:: DOCUMENT PASSAGE

Not all neighbors are antagonistic to the food line, though. For instance, across the street on Sycamore Avenue from a landlord, who has attempted to sue the food line numerous times, there is another landlord who is an ally.
“The fallacy is that those who deem the homeless a criminal element think they are here because of us,” said Coppenrath. “That is just not the case. This is Los Angeles, which has more homeless on the street than any other state on any given night. The idea the homeless are here because we are serving food, or that people are here to commit criminal acts, is not true.
“Everyone can agree that homelessness is a problem, but when people start saying the individual homeless are a problem, that is when we are going to butt heads.”
There has been a 16 percent increase in homelessness in LA since 2011, according to the Los Angeles Homeless Services Authority. There are now 58,423 homeless residents in the county. The situation is exacerbated by the fact that LA has one of the highest unemployment rates in the country, lacks affordable housing and has seen an increase in rental housing costs.

::::
:: SUPPLIED ENTRIES

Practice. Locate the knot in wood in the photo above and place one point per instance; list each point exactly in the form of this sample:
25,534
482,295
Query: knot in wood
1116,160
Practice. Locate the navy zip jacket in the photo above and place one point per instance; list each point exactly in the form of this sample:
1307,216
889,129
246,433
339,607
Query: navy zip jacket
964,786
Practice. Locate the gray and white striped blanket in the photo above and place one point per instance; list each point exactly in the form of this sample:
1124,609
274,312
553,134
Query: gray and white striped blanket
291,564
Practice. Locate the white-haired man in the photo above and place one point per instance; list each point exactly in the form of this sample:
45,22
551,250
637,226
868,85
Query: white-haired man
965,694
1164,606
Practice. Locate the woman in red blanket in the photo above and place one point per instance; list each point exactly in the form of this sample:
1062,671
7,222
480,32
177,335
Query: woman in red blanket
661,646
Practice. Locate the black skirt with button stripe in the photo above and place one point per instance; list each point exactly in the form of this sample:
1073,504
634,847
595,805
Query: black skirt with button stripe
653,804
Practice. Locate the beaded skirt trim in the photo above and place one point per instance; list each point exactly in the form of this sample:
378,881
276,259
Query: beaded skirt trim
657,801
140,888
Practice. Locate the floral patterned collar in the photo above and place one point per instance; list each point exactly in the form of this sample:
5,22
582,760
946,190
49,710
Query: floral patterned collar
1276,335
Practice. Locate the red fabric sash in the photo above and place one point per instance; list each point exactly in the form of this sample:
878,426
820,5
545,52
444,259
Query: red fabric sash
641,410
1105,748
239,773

::::

Continue the passage about the Los Angeles food line and homelessness, starting after its final sentence.

● WRITTEN RESPONSE
With the uptick in homelessness, it is likely that some middle-class residents are uncomfortable with being in close proximity with the city’s economic reality. Homeless advocates interviewed sympathize with residents, acknowledging that only two blocks away from the food line are homes.
LaBonge has offered the food coalition a few indoor premises with funding for a year. Members of the food coalition like the idea of an indoor location, but have so far turned down LaBonge’s offers as those solutions presented their own problems.
Sherry Bonanno, a volunteer with the food coalition, said the offered premises were too small. Nearing the end of the month, she said, the food coalition is often serving as many as 200 people, plus they want to expand UCLA’s clinic. Another location that was turned down was even in closer proximity to a neighborhood. One primary obstacle for the food coalition is what to do once the funding runs dry. The food coalition, said Bonanno, is run by volunteers and receives an insignificant amount of funding on its own.
“For the most part, our donations are private donations that are sporadic throughout the year,” she said. “We do not consistently raise $3,000 to $5,000 a month to pay for a spot.”
Bonanno said the past few months, with its pressure from LaBonge, business groups and neighbors, has been particularly trying for the charity. The food coalition gets its food from restaurants, such as Chipotle. Several of these restaurants have received angry letters from neighbors, causing LaBrea Bakery, which supported the charity for over a decade, to back out and no longer share its bread with the needy.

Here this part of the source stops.